> EXERCISE:
Pull out each line of the records below that contains the word "green", and copy those lines unchanged.

── RECORDS SUPPLIED ──

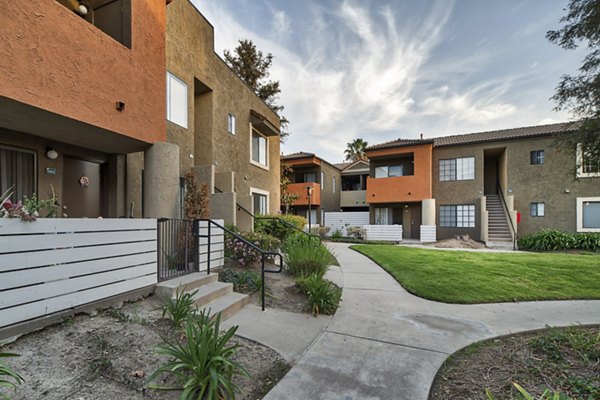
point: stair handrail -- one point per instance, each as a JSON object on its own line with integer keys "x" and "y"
{"x": 263, "y": 253}
{"x": 512, "y": 225}
{"x": 254, "y": 217}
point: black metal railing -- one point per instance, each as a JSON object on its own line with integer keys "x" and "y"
{"x": 279, "y": 220}
{"x": 175, "y": 244}
{"x": 512, "y": 224}
{"x": 263, "y": 253}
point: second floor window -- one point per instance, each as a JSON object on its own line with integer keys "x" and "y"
{"x": 536, "y": 157}
{"x": 259, "y": 148}
{"x": 176, "y": 100}
{"x": 231, "y": 123}
{"x": 457, "y": 169}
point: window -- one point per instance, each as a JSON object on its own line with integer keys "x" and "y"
{"x": 457, "y": 169}
{"x": 458, "y": 216}
{"x": 381, "y": 216}
{"x": 537, "y": 209}
{"x": 231, "y": 123}
{"x": 259, "y": 203}
{"x": 177, "y": 108}
{"x": 259, "y": 148}
{"x": 17, "y": 170}
{"x": 585, "y": 168}
{"x": 588, "y": 214}
{"x": 536, "y": 157}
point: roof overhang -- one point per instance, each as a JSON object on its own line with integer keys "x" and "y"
{"x": 262, "y": 124}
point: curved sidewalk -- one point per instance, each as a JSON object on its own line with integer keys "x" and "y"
{"x": 384, "y": 343}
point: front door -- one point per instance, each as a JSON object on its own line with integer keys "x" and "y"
{"x": 415, "y": 221}
{"x": 81, "y": 188}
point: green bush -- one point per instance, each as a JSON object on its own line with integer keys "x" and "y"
{"x": 324, "y": 296}
{"x": 202, "y": 362}
{"x": 9, "y": 379}
{"x": 179, "y": 308}
{"x": 553, "y": 240}
{"x": 277, "y": 228}
{"x": 305, "y": 256}
{"x": 246, "y": 255}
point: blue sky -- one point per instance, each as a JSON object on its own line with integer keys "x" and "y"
{"x": 386, "y": 69}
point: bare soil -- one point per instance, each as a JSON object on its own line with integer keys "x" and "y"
{"x": 567, "y": 360}
{"x": 109, "y": 356}
{"x": 459, "y": 242}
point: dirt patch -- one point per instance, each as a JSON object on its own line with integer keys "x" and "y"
{"x": 109, "y": 356}
{"x": 459, "y": 242}
{"x": 281, "y": 290}
{"x": 567, "y": 360}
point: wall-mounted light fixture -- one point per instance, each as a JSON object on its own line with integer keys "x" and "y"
{"x": 51, "y": 153}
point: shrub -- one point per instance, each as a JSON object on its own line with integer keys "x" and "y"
{"x": 246, "y": 255}
{"x": 306, "y": 256}
{"x": 277, "y": 228}
{"x": 323, "y": 296}
{"x": 179, "y": 308}
{"x": 548, "y": 239}
{"x": 9, "y": 379}
{"x": 202, "y": 362}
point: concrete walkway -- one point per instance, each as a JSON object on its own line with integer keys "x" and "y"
{"x": 384, "y": 343}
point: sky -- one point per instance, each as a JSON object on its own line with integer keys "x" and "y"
{"x": 387, "y": 69}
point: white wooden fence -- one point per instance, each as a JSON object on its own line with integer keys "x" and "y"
{"x": 391, "y": 233}
{"x": 339, "y": 221}
{"x": 52, "y": 265}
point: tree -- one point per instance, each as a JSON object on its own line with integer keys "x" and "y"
{"x": 581, "y": 93}
{"x": 356, "y": 150}
{"x": 287, "y": 198}
{"x": 252, "y": 66}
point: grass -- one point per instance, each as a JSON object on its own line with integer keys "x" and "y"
{"x": 473, "y": 277}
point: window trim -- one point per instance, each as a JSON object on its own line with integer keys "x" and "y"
{"x": 261, "y": 192}
{"x": 537, "y": 209}
{"x": 255, "y": 163}
{"x": 579, "y": 215}
{"x": 580, "y": 173}
{"x": 168, "y": 100}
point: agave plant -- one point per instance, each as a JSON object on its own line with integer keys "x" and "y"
{"x": 202, "y": 362}
{"x": 9, "y": 379}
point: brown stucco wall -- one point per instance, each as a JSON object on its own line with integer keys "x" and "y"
{"x": 527, "y": 183}
{"x": 213, "y": 92}
{"x": 54, "y": 60}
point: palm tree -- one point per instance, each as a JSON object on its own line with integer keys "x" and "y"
{"x": 355, "y": 150}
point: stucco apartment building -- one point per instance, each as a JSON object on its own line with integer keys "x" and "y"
{"x": 486, "y": 184}
{"x": 82, "y": 109}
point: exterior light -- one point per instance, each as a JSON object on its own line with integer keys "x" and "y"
{"x": 51, "y": 153}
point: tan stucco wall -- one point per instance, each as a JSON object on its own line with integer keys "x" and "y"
{"x": 527, "y": 183}
{"x": 54, "y": 60}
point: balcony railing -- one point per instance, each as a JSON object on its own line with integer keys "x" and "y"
{"x": 300, "y": 190}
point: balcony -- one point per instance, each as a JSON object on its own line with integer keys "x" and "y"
{"x": 353, "y": 198}
{"x": 399, "y": 189}
{"x": 300, "y": 190}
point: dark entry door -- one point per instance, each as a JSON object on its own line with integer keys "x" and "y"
{"x": 81, "y": 188}
{"x": 415, "y": 222}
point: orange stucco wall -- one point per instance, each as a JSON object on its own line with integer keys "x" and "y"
{"x": 52, "y": 59}
{"x": 402, "y": 188}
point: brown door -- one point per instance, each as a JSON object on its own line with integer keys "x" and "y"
{"x": 81, "y": 188}
{"x": 415, "y": 222}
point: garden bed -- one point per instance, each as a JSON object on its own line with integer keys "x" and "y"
{"x": 566, "y": 360}
{"x": 109, "y": 356}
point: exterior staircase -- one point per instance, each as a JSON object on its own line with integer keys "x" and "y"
{"x": 499, "y": 234}
{"x": 212, "y": 294}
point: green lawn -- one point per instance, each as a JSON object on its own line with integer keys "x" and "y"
{"x": 470, "y": 277}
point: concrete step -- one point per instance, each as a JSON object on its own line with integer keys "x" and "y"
{"x": 210, "y": 292}
{"x": 227, "y": 305}
{"x": 186, "y": 283}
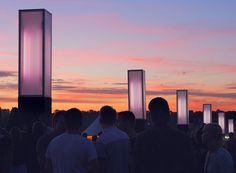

───

> ANSWER:
point: green bush -- one point per instance, each as a JSON object on its own line with integer keys "x" and "y"
point: green lawn -- one point per instance, each as a JSON object on its own line with integer keys "x" and "y"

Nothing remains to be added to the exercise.